Supplied material »
╔══

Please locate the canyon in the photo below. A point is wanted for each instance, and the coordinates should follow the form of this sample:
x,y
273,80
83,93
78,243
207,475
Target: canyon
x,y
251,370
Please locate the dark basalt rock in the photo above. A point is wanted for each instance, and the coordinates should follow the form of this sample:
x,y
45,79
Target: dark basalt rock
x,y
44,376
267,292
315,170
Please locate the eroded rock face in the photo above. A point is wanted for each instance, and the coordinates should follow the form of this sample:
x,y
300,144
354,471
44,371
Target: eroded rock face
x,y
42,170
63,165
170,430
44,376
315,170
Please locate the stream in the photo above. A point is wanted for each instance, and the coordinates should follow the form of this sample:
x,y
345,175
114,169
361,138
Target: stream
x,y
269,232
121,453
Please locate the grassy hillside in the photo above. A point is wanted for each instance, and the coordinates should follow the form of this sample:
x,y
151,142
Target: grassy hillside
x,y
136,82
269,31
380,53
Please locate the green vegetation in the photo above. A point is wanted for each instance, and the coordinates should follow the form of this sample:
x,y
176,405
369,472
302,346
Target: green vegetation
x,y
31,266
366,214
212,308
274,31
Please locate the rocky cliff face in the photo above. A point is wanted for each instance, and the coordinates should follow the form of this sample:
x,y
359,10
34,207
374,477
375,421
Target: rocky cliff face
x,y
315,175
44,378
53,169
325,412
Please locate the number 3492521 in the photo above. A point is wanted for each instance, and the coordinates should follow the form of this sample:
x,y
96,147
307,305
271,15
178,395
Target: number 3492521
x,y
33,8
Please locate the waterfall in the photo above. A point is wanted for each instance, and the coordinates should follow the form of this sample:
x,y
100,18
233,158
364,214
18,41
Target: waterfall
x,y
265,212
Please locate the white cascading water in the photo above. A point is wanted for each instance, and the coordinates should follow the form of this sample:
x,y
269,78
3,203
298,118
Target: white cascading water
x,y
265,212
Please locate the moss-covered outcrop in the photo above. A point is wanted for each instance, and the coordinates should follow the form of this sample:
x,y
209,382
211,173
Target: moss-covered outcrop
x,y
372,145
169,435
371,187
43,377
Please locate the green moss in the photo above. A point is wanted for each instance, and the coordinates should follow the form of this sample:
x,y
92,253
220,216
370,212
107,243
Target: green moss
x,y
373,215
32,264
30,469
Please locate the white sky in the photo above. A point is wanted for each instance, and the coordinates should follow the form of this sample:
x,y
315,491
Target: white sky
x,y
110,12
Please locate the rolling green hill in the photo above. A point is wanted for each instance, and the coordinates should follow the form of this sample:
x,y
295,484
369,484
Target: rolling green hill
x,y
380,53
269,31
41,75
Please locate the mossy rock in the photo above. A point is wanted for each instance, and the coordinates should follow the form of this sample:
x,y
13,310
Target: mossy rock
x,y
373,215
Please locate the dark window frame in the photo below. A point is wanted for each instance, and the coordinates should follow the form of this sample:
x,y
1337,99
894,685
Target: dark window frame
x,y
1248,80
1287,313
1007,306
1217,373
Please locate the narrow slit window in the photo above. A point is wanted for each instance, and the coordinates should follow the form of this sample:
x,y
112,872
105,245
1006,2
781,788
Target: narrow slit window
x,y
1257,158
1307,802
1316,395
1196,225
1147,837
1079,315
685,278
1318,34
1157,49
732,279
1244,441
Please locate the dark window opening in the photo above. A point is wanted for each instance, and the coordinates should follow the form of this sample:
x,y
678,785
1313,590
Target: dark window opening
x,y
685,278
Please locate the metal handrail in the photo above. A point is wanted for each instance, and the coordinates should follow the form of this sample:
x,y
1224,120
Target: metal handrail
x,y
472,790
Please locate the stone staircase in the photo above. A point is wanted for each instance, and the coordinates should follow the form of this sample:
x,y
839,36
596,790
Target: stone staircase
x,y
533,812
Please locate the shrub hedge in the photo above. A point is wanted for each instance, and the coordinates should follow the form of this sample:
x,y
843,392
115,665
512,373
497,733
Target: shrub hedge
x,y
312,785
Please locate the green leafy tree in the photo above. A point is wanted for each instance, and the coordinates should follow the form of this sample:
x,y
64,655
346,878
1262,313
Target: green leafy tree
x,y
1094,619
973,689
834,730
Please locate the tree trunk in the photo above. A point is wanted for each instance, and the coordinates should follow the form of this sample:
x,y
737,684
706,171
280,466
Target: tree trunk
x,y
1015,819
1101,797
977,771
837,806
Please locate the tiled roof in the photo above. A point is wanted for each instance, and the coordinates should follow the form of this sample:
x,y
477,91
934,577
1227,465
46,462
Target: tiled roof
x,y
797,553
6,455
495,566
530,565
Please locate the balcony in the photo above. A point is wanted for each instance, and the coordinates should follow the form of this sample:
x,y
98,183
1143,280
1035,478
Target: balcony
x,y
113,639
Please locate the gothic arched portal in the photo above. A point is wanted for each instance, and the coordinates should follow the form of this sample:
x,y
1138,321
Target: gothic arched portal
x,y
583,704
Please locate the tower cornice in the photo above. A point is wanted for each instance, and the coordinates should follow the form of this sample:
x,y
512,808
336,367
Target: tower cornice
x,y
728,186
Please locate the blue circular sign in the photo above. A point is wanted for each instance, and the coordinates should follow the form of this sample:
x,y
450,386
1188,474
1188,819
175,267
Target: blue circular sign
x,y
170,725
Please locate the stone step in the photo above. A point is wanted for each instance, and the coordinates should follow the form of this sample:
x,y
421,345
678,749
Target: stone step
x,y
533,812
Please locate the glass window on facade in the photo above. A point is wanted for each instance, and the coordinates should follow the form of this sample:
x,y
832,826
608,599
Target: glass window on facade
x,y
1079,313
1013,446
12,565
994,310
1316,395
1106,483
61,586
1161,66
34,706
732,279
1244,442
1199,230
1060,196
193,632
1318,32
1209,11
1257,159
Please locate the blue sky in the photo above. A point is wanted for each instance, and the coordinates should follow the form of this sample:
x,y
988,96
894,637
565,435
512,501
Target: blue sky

╚══

The records above need to be transcribed in full. Keep every character unchanged.

Written response »
Please locate the canyon in the photo below. A point is wanted for each instance, and the coordinates should follow the form of this sample:
x,y
273,80
83,93
78,243
207,475
Target: canyon
x,y
251,370
Please locate the dark basalt rock in the photo above. A point is wanted for each instance, and the coordinates should follow the form of this sample:
x,y
45,79
Target: dark basalt rock
x,y
44,376
267,292
315,170
Please locate the eroded rock face in the photo above. A point is wanted for each instance, and the coordinates should follow the form of this sample:
x,y
300,144
354,471
44,371
Target: eroded rock face
x,y
42,170
63,165
170,430
44,376
315,170
Please locate the stream in the photo above. A point is wanted for each instance, and the coordinates should follow the form of this sample:
x,y
345,175
114,169
361,138
Target: stream
x,y
269,232
121,453
Please locate the grassy hillside in the photo above. A point is wanted for each instance, and the coordinates should follow the form of this sample:
x,y
151,142
Target: grassy hillside
x,y
136,82
269,31
380,53
Please locate the green vegetation in the photo above. A point is wanted for each instance, and the coordinates should follow the form of this sample:
x,y
176,405
369,472
302,346
Target: green vegetation
x,y
31,266
366,214
212,308
274,31
Please locate the rocky cliff face in the photo above. A point is wanted for each instance, and the coordinates should follow the form of this sample:
x,y
359,10
34,207
374,477
375,421
Target: rocky cliff face
x,y
315,175
44,378
53,169
325,412
Please locate the number 3492521 in the photo above. A point is wanted for each instance, and the coordinates should follow the form of this sample:
x,y
96,147
307,305
271,15
178,395
Target: number 3492521
x,y
33,8
Please locate the waterfall in the photo above. A point is wanted for each instance, and the coordinates should follow the form of this sample:
x,y
100,18
233,158
364,214
18,41
Target: waterfall
x,y
265,212
Please locate the white cascading water in the photo above. A point is wanted for each instance, and the coordinates should follow the form of this sample:
x,y
269,78
3,203
298,118
Target: white cascading water
x,y
265,212
Please locate the moss-covered outcrop in the photo above. A point is wanted for each instance, and the coordinates should follow the form of this sample:
x,y
209,382
211,173
Target: moss-covered outcrop
x,y
372,145
169,435
371,187
43,377
Please locate the green moss in the photo above. A point is wanted for each instance, and the coordinates should follow the form of this sample:
x,y
92,253
220,216
370,212
107,243
Target: green moss
x,y
373,215
32,264
30,469
Please locate the white sky in the photo above. A point is wanted for each instance, and the coordinates should follow the form of this sample:
x,y
315,491
Target: white sky
x,y
110,12
Please locate the rolling green hill in the photo above. A point is wanted for each instance, and the coordinates should follow the form of this sample:
x,y
295,484
369,484
Target: rolling green hill
x,y
380,53
269,31
41,75
Please locate the mossy rock in the photo above. A point is wanted for each instance, and the coordinates should follow the form of this sample:
x,y
13,310
Target: mossy rock
x,y
373,215
Please locate the dark window frame in the photo below. A point is wanted for each instance, and the coordinates should follow the form of this sample:
x,y
1337,99
894,685
Target: dark window frame
x,y
1248,80
1287,313
1007,306
1217,373
Please locate the narrow slit window in the photo above. A point is wanted for each instance, and the coordinates should follow the form of this sample:
x,y
112,872
105,245
1006,2
781,788
Target: narrow slit window
x,y
1257,158
1307,802
1316,395
1196,225
1147,837
1079,315
685,278
1318,34
1157,49
732,279
1244,441
Please locate the dark window opening in the photo above. A point is wanted for each instance, and the coordinates should follow the form of this sample:
x,y
678,785
1313,590
Target: dark window opening
x,y
685,278
Please locate the metal handrail in the photo above. A point is wanted for each instance, and the coordinates should follow the form of this sample:
x,y
1224,120
Target: metal handrail
x,y
472,790
Please locate the stone staircase in the photo above. A point is wanted for each instance, and the coordinates should follow the form of this sample:
x,y
839,36
596,790
Target: stone staircase
x,y
533,812
Please locate the shrub hedge in the photo above. A point is wanted for each instance, and the coordinates should follow the form of this sample:
x,y
843,392
115,665
512,373
497,733
Target: shrub hedge
x,y
312,785
Please locate the green leafy tree in the photo above. A point is wanted for each instance, and the coordinates should follow the form of this sample:
x,y
64,655
346,878
1262,313
Target: green leafy tree
x,y
1094,619
973,689
834,730
Please locate the tree trunk in the photo above. A point is wanted for each instance, and the coordinates should follow the form of this sample:
x,y
737,684
706,171
280,466
Target: tree trunk
x,y
1015,819
1101,797
977,771
837,806
Please locate the tiled roof in the photo above. A point is wanted for each instance, and the coordinates should follow the form of this sample:
x,y
477,91
934,577
1227,465
46,462
Target: tiled roof
x,y
797,553
6,455
495,566
530,565
Please locate the balcony in the photo above. A point is wanted for each instance, and the coordinates should follow the form of this sample:
x,y
98,183
1143,280
1035,478
Target: balcony
x,y
113,639
Please locate the gothic arched portal in the photo above. A point is wanted for each instance, and the coordinates should follow the form of this sample:
x,y
1138,321
Target: gothic arched portal
x,y
583,704
Please locate the tower cornice in the photo above. A point is wanted for each instance, and the coordinates should follow the form of this sample:
x,y
512,808
336,367
Target: tower cornice
x,y
728,186
Please locate the blue circular sign in the photo above. A point is wanted for each instance, and the coordinates should follow the form of this sample:
x,y
450,386
1188,474
1188,819
175,267
Target: blue circular sign
x,y
170,725
Please locate the stone step in the photo above. A point is wanted for each instance, and the coordinates should follow the form of this sample:
x,y
421,345
678,749
Target: stone step
x,y
533,812
Please locate the glass window on facade in the photo above. A point is wanted for each instance, and the coordinates should follow the form of this sample:
x,y
832,826
608,599
Target: glass window on facade
x,y
1079,313
1013,446
12,565
994,310
1316,395
1106,483
61,586
1161,66
34,706
732,279
1244,442
1199,230
1060,196
193,632
1318,32
1209,11
1257,159
Please locate the blue sky in the photo above. A point is wanted for each instance, and the coordinates should follow the form of this sample:
x,y
988,96
894,637
565,435
512,501
Target: blue sky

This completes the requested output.